------ Extracted entries
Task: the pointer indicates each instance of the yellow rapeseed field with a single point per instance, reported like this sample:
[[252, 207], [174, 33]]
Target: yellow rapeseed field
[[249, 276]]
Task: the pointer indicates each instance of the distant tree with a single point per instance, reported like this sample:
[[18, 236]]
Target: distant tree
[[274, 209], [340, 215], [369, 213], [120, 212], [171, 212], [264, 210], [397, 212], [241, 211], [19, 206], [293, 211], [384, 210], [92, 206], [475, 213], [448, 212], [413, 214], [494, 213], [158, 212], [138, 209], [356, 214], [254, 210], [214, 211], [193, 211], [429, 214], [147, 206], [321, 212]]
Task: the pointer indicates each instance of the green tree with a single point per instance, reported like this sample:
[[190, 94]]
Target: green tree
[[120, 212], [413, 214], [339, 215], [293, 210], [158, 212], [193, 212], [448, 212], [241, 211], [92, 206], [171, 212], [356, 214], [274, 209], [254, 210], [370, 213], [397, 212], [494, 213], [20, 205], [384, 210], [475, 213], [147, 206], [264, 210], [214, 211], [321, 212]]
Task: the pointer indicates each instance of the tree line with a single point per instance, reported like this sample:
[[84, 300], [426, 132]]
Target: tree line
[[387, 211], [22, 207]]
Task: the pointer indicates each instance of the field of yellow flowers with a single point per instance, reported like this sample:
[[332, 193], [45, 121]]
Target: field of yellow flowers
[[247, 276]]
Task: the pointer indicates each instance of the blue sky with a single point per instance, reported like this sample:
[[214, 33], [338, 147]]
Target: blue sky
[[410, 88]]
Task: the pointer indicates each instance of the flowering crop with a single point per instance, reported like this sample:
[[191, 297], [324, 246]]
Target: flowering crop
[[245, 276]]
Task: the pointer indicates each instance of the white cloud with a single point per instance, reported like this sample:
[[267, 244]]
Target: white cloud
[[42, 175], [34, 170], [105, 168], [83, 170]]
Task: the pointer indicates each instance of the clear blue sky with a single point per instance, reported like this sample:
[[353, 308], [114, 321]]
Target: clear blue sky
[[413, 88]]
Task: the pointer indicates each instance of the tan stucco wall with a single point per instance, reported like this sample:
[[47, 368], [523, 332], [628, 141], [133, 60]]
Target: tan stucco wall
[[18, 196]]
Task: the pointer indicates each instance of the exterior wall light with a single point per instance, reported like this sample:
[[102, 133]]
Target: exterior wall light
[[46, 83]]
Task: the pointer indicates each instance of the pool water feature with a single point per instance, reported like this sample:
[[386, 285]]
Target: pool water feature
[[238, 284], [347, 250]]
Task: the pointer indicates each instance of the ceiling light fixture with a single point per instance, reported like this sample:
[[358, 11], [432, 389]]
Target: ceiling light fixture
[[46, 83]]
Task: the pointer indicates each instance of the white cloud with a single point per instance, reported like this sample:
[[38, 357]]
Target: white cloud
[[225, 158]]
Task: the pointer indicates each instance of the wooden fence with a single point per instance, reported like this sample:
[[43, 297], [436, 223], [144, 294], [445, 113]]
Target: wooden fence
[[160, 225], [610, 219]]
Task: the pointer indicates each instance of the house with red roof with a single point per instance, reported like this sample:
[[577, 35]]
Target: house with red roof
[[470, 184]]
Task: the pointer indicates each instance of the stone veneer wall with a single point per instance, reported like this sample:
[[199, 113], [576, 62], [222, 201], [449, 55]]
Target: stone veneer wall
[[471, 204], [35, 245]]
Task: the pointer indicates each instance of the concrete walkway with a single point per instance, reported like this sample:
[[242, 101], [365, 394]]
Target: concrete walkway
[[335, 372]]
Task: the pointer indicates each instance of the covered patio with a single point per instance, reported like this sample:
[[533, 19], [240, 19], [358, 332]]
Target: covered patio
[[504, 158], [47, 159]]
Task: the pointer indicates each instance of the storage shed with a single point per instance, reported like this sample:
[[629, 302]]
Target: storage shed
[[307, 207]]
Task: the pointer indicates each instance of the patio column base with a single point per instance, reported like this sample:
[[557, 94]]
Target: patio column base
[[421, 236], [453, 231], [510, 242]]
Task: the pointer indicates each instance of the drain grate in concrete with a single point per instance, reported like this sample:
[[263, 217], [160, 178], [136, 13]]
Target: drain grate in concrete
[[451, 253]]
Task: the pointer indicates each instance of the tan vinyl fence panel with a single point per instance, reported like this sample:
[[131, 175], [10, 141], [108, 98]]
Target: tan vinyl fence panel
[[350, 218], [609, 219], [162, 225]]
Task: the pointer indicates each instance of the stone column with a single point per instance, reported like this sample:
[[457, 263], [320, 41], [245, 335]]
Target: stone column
------------
What to produce >>
Only the data above, repeated exactly, should make up the reply.

Solution >>
Task: the pointer indicates each instance of the yellow rapeseed field with a single point per instance, reported like this sample:
[[252, 207], [174, 33]]
Target: yellow rapeseed field
[[249, 276]]
Task: the pointer indicates each instance of the distant tree with a single point per instance, reported like this sample:
[[18, 236]]
Target: distant tree
[[274, 209], [340, 215], [369, 213], [120, 212], [171, 212], [264, 210], [397, 212], [241, 211], [19, 206], [293, 211], [384, 210], [92, 206], [475, 213], [448, 212], [413, 214], [494, 213], [158, 212], [138, 209], [356, 214], [254, 210], [214, 211], [193, 211], [429, 214], [147, 206], [321, 212]]
Task: the pointer indicates each instance of the green tree with a single point per instance, reported like this sample:
[[190, 94]]
Target: green tree
[[120, 212], [413, 214], [339, 215], [293, 210], [158, 212], [193, 212], [448, 212], [241, 211], [92, 206], [171, 212], [356, 214], [274, 209], [254, 210], [370, 213], [397, 212], [494, 213], [20, 205], [384, 210], [475, 213], [147, 206], [264, 210], [214, 211], [321, 212]]
Task: the pointer indicates each instance of the tree line with a single point per instance, reported like this sample:
[[84, 300], [426, 132]]
Target: tree line
[[387, 211], [22, 207]]
Task: the pointer indicates each instance of the field of yellow flowers with a single point per instance, reported like this sample:
[[332, 193], [45, 121]]
Target: field of yellow flowers
[[247, 276]]
Task: the pointer indicates each instance of the blue sky with a single point per instance, reported like this sample:
[[214, 33], [338, 147]]
Target: blue sky
[[410, 88]]
Task: the pointer indicates each instance of the flowering crop with a single point per instance, reported like this sample:
[[191, 297], [324, 246]]
Target: flowering crop
[[245, 276]]
Task: the pointer indicates each instance of the white cloud with a single point per instance, reported like this sample:
[[267, 244]]
Target: white cloud
[[42, 175], [34, 170], [105, 168], [83, 170]]
Task: the pointer indicates each instance of the clear blue sky with a single point per instance, reported like this sample:
[[353, 308], [114, 321]]
Target: clear blue sky
[[413, 88]]
Task: the pointer indicates each instance of the tan stucco wall with a single point per instance, reported like this sample:
[[47, 368], [523, 332], [628, 141], [133, 60]]
Target: tan stucco wall
[[18, 196]]
Task: the pointer indicates each instance of the exterior wall light with a single point per instance, reported like this sample:
[[102, 133]]
Target: exterior wall light
[[46, 83]]
Task: the pointer indicates each instance of the pool water feature with a single point per instance, reported like this sample:
[[386, 285]]
Target: pool water feature
[[238, 284], [347, 250]]
Task: the pointer indicates each instance of the ceiling light fixture with a single point per instance, reported like this sample:
[[358, 11], [432, 389]]
Target: ceiling light fixture
[[46, 83]]
Task: the pointer indicates each instance of the white cloud with a single point per instance, reported like this sample:
[[38, 357]]
Target: white cloud
[[225, 158]]
Task: the pointer indicates each instance of the wooden fence with a single point per instance, reported like this sample:
[[43, 297], [436, 223], [144, 294], [445, 113]]
Target: wooden fence
[[160, 225], [610, 219]]
Task: the pointer indicates each instance of the house with red roof with a single point per instance, reported like this sample:
[[577, 35]]
Target: house with red roof
[[470, 184]]
Task: the pointer indicates each instance of the stone veneer wall with a single point per instance, reported like this sample:
[[199, 113], [576, 62], [222, 201], [449, 55]]
Target: stone veneer wall
[[471, 204], [35, 245]]
Task: the pointer indicates each instance of the concrete walkway with a single point per instance, reported like this sample:
[[242, 101], [365, 394]]
Target: concrete walkway
[[335, 372]]
Task: the pointer indicates each instance of the covered patio with a single point per instance, reported like this sample:
[[533, 19], [240, 19], [358, 332]]
Target: covered patio
[[504, 158], [47, 159]]
Task: the pointer indicates each instance of the storage shed with a single point per instance, reported like this sample:
[[629, 302]]
Target: storage shed
[[307, 207]]
Task: the pointer indicates each instance of the patio column base with a single point per instance, reported like this sample:
[[557, 94]]
Target: patio column base
[[421, 236], [453, 231], [510, 242]]
Task: the pointer indicates each instance of the drain grate in concrete with a single point per instance, reported like this sample:
[[263, 217], [160, 178], [136, 13]]
Target: drain grate in concrete
[[451, 253]]
Task: the pointer indicates each instance of the tan vinyl fence panel with a single point per instance, reported like this sample:
[[131, 175], [10, 141], [108, 98]]
Target: tan vinyl fence panel
[[350, 218], [609, 219], [162, 225]]
Task: the pointer indicates each instance of the stone column with a single point per instance, reported like this sample:
[[457, 263], [320, 41], [245, 335]]
Target: stone column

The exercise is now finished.